Extracted text »
──────────

The voice command is constituted by, for example, four, five, or more syllables to prevent malfunction. For example, as for a voice command for performing an event recording, “ro-ku-ga-ka-i-shi” (in Japanese, which means “start recording”) formed of six syllables or the like is set. In the case where the recognition rate of the voice command is equal to or larger than the first threshold, the voice command determination unit 116 determines that the recognized utterance is the voice command. In the case where the recognition rate of the voice command is less than the first threshold, the voice command determination unit 116 does not determine that the recognized utterance is the voice command. For example, it is assumed that the first threshold is set to 70%. In the case where the recognition rate of the voice command is equal to or larger than, for example, 70%, the voice command determination unit 116 determines that the recognized utterance is the voice command. In the case where the recognition rate of the voice command is less than, for example, 70%, the voice command determination unit 116 does not determine that the recognized utterance is the voice command. The recognition rate of the voice command indicates here is a match rate of the recognized voice with respect to a voice command that is set in advance (hereinafter, referred to as “a preset voice command”). The match rate of the recognized voice mentioned here is a matched syllable rate with respect to the syllables that forms the preset voice command, a degree of coincidence of an original meaning model with respect to all of the preset voice commands, or the like.

──────────

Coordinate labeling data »
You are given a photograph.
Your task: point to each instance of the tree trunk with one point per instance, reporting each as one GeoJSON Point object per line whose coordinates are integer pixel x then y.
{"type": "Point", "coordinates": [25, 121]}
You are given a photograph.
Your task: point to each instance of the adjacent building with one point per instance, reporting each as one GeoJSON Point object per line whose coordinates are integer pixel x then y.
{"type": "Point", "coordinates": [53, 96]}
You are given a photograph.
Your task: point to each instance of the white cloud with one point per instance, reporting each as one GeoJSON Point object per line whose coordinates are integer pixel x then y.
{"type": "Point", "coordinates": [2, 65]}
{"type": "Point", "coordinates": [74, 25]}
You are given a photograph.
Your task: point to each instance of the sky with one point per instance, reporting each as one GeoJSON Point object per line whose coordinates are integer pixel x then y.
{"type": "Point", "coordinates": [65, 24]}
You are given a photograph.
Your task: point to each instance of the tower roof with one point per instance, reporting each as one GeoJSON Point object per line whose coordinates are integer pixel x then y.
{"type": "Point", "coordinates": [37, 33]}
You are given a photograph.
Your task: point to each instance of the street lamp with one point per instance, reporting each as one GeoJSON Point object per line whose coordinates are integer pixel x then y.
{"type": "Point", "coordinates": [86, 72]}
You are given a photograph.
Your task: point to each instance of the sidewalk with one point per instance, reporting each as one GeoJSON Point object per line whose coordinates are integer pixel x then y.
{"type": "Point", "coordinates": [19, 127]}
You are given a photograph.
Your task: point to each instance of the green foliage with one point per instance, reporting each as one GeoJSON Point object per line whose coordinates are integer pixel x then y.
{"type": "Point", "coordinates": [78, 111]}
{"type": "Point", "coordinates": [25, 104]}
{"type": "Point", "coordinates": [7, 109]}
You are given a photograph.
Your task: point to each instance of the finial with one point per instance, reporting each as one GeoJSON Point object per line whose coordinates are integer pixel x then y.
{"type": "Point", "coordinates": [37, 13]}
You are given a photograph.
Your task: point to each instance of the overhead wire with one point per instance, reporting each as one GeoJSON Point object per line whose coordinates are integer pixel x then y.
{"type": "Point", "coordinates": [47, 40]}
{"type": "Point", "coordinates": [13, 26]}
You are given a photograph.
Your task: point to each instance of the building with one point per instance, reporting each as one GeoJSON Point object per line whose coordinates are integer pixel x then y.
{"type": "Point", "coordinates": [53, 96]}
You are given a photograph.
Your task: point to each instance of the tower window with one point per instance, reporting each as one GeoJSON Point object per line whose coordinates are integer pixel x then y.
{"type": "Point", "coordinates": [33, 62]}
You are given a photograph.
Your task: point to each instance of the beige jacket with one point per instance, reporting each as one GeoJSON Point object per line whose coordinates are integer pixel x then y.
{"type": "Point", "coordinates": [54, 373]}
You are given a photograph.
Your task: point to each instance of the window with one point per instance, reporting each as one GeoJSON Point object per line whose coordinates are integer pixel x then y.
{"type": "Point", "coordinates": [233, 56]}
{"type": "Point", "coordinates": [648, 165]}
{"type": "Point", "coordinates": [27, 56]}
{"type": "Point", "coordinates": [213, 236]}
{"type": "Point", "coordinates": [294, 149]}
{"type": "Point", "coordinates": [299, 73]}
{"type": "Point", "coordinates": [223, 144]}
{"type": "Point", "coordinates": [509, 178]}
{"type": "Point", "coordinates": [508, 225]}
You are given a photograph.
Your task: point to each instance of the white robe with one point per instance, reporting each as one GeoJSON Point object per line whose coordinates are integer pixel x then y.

──────────

Work to do » In the passage on voice commands, what value is given as an example setting for the first threshold? The rows are not required for this exercise.

Result of this task » 70%